*Exercise instructions*. Write out all of the material below word for word, leaving out the pictures.

*Source data*.
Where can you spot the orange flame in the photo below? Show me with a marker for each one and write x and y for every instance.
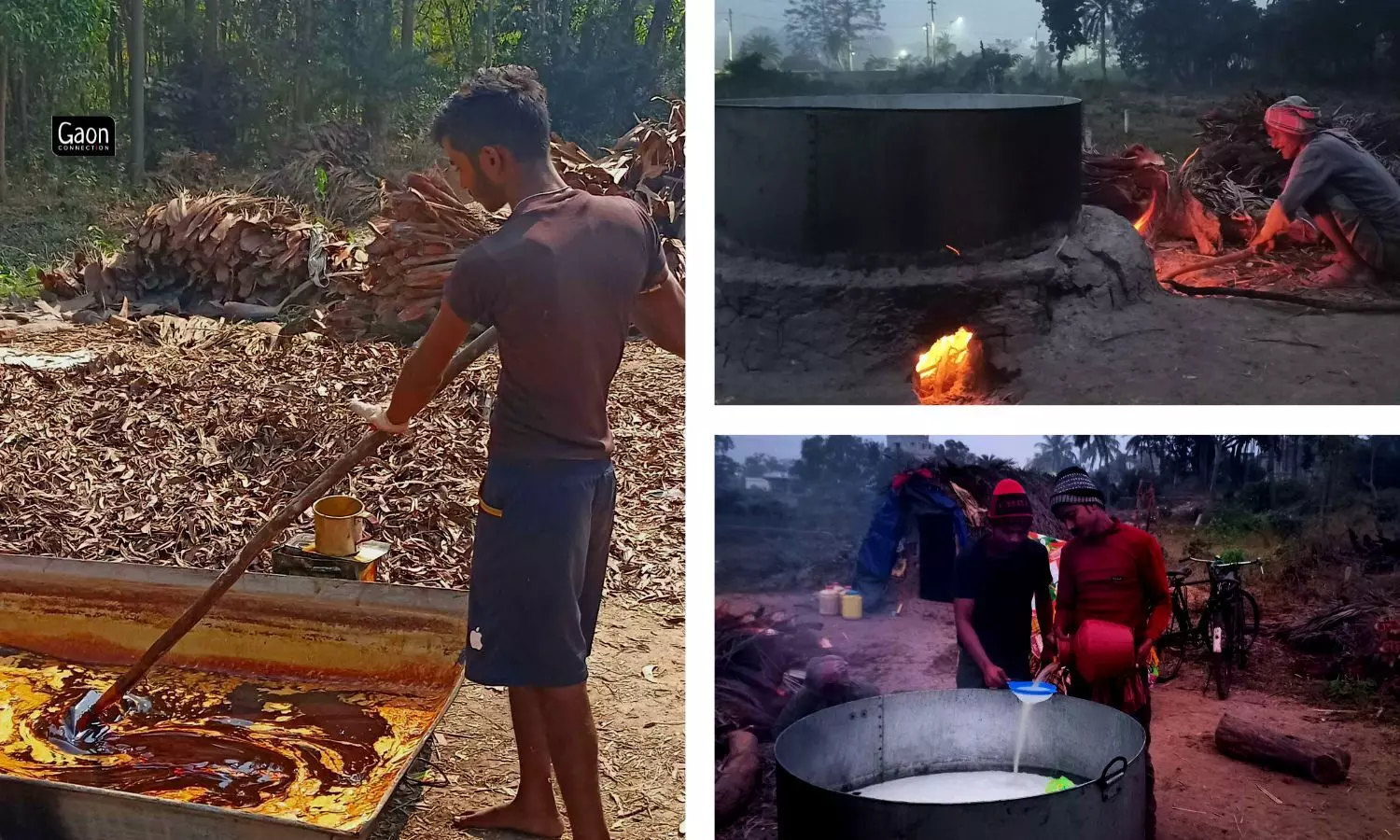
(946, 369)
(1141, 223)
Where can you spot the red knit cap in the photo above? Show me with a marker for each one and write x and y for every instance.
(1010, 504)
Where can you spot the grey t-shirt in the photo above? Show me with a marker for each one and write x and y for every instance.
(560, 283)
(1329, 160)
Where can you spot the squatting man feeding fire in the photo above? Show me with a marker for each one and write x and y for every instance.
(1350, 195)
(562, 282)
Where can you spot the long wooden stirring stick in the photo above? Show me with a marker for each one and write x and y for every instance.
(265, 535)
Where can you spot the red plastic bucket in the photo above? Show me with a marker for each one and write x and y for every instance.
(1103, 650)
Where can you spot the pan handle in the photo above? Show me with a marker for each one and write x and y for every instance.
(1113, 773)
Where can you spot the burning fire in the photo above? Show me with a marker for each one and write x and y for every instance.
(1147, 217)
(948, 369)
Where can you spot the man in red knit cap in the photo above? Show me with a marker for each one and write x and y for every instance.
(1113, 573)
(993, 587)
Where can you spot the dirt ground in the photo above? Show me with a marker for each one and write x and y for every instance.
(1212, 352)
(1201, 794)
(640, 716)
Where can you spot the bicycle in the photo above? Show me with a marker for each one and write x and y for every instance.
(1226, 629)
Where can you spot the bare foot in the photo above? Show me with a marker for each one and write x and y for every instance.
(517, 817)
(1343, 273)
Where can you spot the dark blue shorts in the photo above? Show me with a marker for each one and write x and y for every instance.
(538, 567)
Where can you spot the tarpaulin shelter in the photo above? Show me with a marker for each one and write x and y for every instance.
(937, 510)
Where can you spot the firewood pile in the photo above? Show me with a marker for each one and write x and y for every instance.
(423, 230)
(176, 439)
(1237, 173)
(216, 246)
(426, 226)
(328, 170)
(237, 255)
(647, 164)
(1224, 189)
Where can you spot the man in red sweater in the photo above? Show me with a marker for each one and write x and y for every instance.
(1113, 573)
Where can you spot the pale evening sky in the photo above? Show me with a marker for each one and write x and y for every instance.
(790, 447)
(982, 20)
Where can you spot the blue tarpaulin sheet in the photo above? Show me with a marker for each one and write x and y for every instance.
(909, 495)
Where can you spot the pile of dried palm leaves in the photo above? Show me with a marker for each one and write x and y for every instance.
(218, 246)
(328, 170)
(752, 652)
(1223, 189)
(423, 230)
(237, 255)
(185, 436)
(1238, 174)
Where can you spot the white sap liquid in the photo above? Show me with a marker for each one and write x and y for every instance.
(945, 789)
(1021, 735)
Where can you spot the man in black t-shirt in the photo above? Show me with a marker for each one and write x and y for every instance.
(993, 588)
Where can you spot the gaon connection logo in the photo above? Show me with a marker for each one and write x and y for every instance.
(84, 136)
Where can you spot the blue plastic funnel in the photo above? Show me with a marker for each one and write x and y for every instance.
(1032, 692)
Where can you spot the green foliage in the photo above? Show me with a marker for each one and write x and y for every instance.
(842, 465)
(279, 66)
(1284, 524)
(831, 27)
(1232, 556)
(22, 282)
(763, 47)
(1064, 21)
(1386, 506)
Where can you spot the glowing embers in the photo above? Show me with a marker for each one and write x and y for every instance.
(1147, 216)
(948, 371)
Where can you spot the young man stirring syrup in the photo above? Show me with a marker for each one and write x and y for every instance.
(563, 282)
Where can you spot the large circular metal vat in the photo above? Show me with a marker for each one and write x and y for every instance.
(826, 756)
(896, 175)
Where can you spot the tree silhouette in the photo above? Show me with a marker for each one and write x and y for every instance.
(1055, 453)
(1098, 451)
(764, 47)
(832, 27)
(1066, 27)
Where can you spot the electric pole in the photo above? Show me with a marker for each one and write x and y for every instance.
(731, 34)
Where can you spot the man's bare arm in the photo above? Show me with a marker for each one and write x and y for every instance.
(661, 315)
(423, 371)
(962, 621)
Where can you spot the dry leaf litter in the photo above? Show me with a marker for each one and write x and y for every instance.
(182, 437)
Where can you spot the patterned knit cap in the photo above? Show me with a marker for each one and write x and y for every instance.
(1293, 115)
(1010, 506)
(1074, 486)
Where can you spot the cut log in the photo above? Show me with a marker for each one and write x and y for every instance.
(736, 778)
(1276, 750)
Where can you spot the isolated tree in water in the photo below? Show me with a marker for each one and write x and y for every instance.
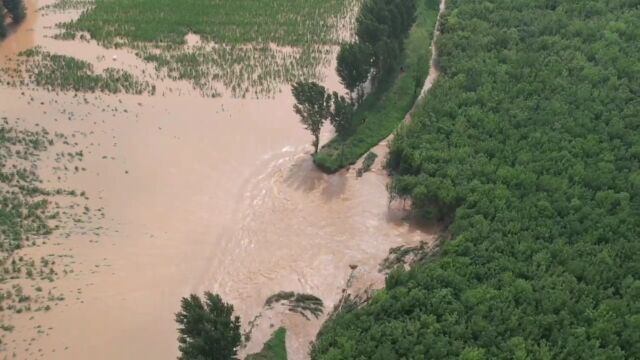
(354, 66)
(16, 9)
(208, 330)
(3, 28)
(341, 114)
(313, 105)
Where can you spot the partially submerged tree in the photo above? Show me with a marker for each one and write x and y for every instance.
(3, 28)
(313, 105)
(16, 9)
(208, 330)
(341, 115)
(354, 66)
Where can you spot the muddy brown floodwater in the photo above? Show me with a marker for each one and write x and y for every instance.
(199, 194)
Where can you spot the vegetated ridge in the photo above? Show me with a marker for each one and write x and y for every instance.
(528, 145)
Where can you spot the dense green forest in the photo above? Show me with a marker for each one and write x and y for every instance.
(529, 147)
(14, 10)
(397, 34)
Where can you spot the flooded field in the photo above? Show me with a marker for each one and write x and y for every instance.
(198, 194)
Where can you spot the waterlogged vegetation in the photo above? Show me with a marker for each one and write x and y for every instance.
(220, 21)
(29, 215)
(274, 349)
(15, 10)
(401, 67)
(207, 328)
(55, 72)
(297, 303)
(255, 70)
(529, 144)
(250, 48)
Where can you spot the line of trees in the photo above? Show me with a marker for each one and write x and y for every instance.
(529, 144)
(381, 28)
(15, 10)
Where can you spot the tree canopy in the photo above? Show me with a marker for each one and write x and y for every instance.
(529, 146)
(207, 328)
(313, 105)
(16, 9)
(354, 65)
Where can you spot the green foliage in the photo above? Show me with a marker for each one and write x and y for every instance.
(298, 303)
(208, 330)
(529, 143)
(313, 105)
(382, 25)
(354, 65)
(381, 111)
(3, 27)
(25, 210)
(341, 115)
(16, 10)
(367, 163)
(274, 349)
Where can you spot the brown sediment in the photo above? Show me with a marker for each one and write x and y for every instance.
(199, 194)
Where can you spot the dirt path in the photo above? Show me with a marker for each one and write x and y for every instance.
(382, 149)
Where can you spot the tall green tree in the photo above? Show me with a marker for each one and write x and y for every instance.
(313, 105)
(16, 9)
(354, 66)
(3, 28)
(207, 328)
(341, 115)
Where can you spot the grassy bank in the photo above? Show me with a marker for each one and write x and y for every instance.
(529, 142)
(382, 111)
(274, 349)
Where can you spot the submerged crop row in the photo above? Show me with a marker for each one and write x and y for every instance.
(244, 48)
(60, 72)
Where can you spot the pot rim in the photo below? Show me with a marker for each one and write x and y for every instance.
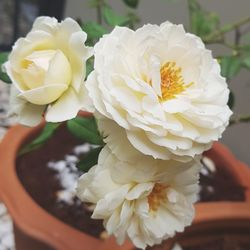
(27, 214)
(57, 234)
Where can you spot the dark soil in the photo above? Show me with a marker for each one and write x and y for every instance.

*Task solution*.
Where can you spot the orange flame in the photo below? Show me with a marker for each one and write x and y for every instance.
(946, 369)
(1141, 223)
Where can you spot the red knit cap in the photo above? Show me with a marker for each one and write x and y for every instance.
(1010, 504)
Where can you spot the grey t-shirt in the photo above? Show me with a marker for each one and write x and y for every instance.
(560, 283)
(1329, 160)
Where can you spot the squatting man feeding fire in the photo above? Show me with a marker for each one and write x and y for every instance.
(1350, 195)
(562, 282)
Where can you spot the long wooden stirring stick in the photo above? Show me with a marker for each one and write x and y for every instance.
(265, 535)
Where can you spot the red plastic bucket in the photo above? Show me with a marker for each one and write x and y for every instance.
(1103, 650)
Where can you spot the pan handle in the photo above? Show me with a marker for each one and write x and y for every instance.
(1113, 773)
Where can you spot the burning fire in the photo above? Show me with a marker for each one and write x and y for every instance.
(1147, 217)
(948, 369)
Where can you spot the man in red knit cap in the photo above? Show me with a marker for each one and write x and y for every instance.
(1113, 573)
(993, 587)
Where can you spot the dirt ground in the photo above? Show me with a marker for each one and write x and y for every instance.
(1212, 352)
(1201, 794)
(640, 716)
Where can you spot the bicycle in the photo above? Show me with a marker for each one and write x and y for every instance.
(1226, 629)
Where can you spot the bare foot in the photo above? Show me with a marker for each one and write x and y for every instance.
(517, 817)
(1343, 273)
Where can you spot the dark blue shorts in the photo above? Show me with a marker for each one and write x and y for every instance.
(538, 567)
Where can you spot the tarpaulin shelter in the photo above? Show me with a marker for each one and write x and y for every instance.
(937, 510)
Where can you spot the firewood pile in the photo above? Show me with a marker for each one and write x and y for every instance.
(423, 230)
(176, 439)
(1237, 173)
(216, 246)
(426, 226)
(328, 170)
(237, 255)
(647, 164)
(1224, 189)
Where can you spot the man in red sweater in the photo above? Show me with a marker for each one and write x and y for every instance.
(1113, 573)
Where can you spot the pale evening sky in the photo above? Show me with a marker for each one and write x and y for every instance.
(790, 447)
(982, 20)
Where can you spot the blue tarpaulin sheet in the photo above? Show me with a marker for each one and write x and y for every instance.
(909, 495)
Where can you spot the pile of dried palm leaves in the photo above? Show me with a marker for each one and write x and y for every instance.
(218, 246)
(328, 170)
(752, 652)
(1223, 189)
(423, 230)
(237, 255)
(185, 436)
(1238, 174)
Where can you spot the white sap liquid in the photo above? Show me with a marker for each one and write x and y for every instance.
(945, 789)
(1021, 735)
Where can you spot the man in black t-shirt in the photo above? Show me with a marker for each one and write x and y for every instance.
(993, 588)
Where can you spot the gaon connection logo in the photo above? Show me with a marker for each one and write x and y for every instance.
(84, 136)
Where can you spot the blue plastic funnel in the photo above? Show me with a marker for each one and write x and y for every instance.
(1032, 692)
Where can you spot the green foliage in the photo above? Show me with a marker for each one and write x and y for every instance.
(842, 465)
(279, 66)
(1284, 524)
(831, 27)
(1232, 556)
(22, 282)
(763, 47)
(1064, 21)
(1386, 506)
Where can you spot the glowing embers in the photo above? Show me with a marker for each one and write x and y for every instance.
(1147, 216)
(948, 371)
Where can you spot the young man stirring syrup in the photo above? Show me with a marker for each one and write x and y for every instance.
(563, 282)
Where can you spot the large circular metal vat in the photo above? Show me with a marker for each one and write x and y for every instance.
(826, 756)
(896, 175)
Where can you spot the tree silhouette in the photo above? Show me with a marker for each one and write x and y for every instance.
(1055, 453)
(1098, 451)
(764, 47)
(832, 27)
(1066, 27)
Where can you spot the electric pole in the photo above? Show me with a marker for each one and write x and y for every instance.
(731, 34)
Where can you spot the man's bare arm in the photo above? Show me with a marker for each one and write x and y for every instance.
(661, 315)
(423, 371)
(962, 621)
Where can you spot the dry leaf litter in the photo above? Show me with a marker for each one and write x and y for every instance.
(182, 437)
Where can you spot the patterned knit cap in the photo above? Show me with a marker for each one and write x and y for every instance.
(1293, 115)
(1010, 506)
(1074, 486)
Where can you spot the cut log in the photo above? Show me with a marker for each one and write x and y for every instance.
(736, 778)
(1276, 750)
Where can you spot the isolated tree in water in the photo below? Show me with a marker for each one and write x and y for every instance.
(354, 66)
(16, 9)
(208, 330)
(3, 28)
(341, 114)
(313, 105)
Where can you spot the partially submerged tree in the photo above? Show me with a marker for each one and write x and y for every instance.
(3, 28)
(313, 105)
(16, 9)
(208, 330)
(341, 115)
(354, 66)
Where can you spot the muddy brown floodwater in the photo above? Show me with a marker for each one and write x and y for every instance.
(199, 194)
Where can you spot the vegetated ridge in the photo above? Show me with a marker for each one and write x and y for every instance.
(528, 145)
Where can you spot the dense green forest in the photo above? Show me with a marker for each one and write x and y for every instance.
(529, 147)
(14, 10)
(397, 34)
Where can you spot the flooded field in the photo above? Show me with a marker for each one and write x and y for every instance.
(198, 194)
Where can you spot the waterlogged vegetation in the photo above? Show me with a marker for each one and write x and y for every instance.
(220, 21)
(29, 215)
(274, 349)
(15, 10)
(401, 67)
(207, 328)
(55, 72)
(297, 303)
(255, 70)
(529, 144)
(250, 48)
Where can you spot the line of trees in the photo above? Show me with a marker for each one and write x and y for every instance.
(529, 144)
(381, 28)
(15, 10)
Where can you spot the tree canopy in the photo above? Show me with a marker for each one and write x and y for every instance.
(529, 146)
(207, 328)
(313, 105)
(16, 9)
(354, 65)
Where can you spot the green foliage in the photo above? Show me with a marker for each one and write x and y for every instance.
(298, 303)
(208, 330)
(529, 143)
(313, 105)
(382, 25)
(354, 65)
(381, 111)
(3, 27)
(25, 210)
(341, 115)
(16, 10)
(367, 163)
(274, 349)
Where can you spot the brown sediment in the photo above? Show me with a marker for each one and write x and y for every instance.
(199, 194)
Where can you spot the dirt path in the photo above? Show me with a marker for each one and write x and y for every instance.
(382, 149)
Where can you spot the tall green tree in the photo above? Show me with a marker for each one and write x and y for every instance.
(313, 105)
(16, 9)
(354, 66)
(3, 28)
(207, 328)
(341, 115)
Where can you spot the grassy bank in the photo above? Show me with a marker for each one and write x and y for every instance.
(529, 142)
(382, 111)
(274, 349)
Where can you spot the submerged crop row in the photo above? Show me with a marker for each one and write x and y for every instance.
(244, 48)
(60, 72)
Where can you spot the pot rim in the photo below? Show me with a marker for each one and write x and y for every instance.
(27, 214)
(57, 234)
Where can you spot the dark soil in the photo above? Show me with a marker for each one and write x and y for every instance.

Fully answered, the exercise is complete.